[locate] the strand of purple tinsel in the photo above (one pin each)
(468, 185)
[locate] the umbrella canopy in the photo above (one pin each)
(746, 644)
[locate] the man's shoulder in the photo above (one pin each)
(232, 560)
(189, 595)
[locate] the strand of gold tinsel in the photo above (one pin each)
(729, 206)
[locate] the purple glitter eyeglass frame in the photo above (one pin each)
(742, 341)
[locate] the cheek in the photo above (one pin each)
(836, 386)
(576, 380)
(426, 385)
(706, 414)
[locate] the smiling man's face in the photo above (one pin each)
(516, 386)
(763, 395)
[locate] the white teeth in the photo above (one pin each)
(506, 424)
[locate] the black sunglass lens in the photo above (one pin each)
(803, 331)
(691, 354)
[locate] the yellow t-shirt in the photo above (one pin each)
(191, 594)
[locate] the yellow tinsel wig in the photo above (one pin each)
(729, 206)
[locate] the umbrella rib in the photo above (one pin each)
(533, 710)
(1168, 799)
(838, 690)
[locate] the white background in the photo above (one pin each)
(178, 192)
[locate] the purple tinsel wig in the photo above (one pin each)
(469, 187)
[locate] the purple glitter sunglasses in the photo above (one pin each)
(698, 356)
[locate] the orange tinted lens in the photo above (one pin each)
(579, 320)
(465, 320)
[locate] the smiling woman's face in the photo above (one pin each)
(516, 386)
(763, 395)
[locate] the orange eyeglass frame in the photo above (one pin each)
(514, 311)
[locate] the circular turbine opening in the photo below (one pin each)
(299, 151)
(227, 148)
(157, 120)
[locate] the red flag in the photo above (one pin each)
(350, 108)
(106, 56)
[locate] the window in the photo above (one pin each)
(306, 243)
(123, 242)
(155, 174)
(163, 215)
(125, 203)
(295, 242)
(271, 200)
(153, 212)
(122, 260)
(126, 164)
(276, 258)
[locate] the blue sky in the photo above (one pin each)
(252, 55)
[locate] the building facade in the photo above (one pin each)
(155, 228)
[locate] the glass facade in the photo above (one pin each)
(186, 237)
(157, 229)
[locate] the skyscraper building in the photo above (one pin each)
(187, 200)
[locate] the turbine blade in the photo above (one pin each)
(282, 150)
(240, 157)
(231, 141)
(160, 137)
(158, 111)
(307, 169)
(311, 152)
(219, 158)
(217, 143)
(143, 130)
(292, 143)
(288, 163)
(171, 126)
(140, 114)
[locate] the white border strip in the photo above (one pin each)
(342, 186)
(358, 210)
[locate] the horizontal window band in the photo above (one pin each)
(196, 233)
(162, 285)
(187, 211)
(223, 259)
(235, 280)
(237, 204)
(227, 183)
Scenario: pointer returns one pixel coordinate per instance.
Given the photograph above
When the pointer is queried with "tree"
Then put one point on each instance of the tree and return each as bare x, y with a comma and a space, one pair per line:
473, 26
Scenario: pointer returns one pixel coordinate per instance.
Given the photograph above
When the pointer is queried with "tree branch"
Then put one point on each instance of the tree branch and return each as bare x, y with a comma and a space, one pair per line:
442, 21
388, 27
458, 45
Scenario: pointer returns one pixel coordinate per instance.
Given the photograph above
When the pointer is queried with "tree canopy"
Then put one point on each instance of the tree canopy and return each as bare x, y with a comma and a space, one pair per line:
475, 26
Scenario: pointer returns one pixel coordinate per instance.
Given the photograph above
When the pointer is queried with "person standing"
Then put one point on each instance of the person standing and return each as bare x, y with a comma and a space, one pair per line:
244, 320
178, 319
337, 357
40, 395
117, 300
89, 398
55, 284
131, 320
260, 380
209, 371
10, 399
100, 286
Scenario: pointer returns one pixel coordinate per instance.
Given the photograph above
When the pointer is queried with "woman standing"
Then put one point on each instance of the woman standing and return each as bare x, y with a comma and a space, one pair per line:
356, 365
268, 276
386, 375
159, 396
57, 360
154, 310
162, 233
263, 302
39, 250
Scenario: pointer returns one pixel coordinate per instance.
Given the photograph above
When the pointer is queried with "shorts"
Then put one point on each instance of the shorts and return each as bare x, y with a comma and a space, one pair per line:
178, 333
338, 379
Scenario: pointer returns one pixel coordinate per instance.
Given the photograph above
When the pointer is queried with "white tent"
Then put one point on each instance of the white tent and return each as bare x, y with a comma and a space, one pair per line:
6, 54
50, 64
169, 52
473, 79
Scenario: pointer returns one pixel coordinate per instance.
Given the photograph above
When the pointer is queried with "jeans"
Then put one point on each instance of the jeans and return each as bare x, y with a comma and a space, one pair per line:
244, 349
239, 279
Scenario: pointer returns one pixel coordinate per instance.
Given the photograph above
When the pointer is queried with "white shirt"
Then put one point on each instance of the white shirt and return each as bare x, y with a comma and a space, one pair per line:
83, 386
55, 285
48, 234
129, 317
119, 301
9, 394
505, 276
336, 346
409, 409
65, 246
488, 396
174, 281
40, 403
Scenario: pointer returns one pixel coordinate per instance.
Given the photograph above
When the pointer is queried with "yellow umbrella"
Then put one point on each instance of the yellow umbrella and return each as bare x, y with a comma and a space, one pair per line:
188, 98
--------------------------------------------------
Task prompt: For the material above, state the number of lines that include the word "When". Leave out everything else.

Written solution: 10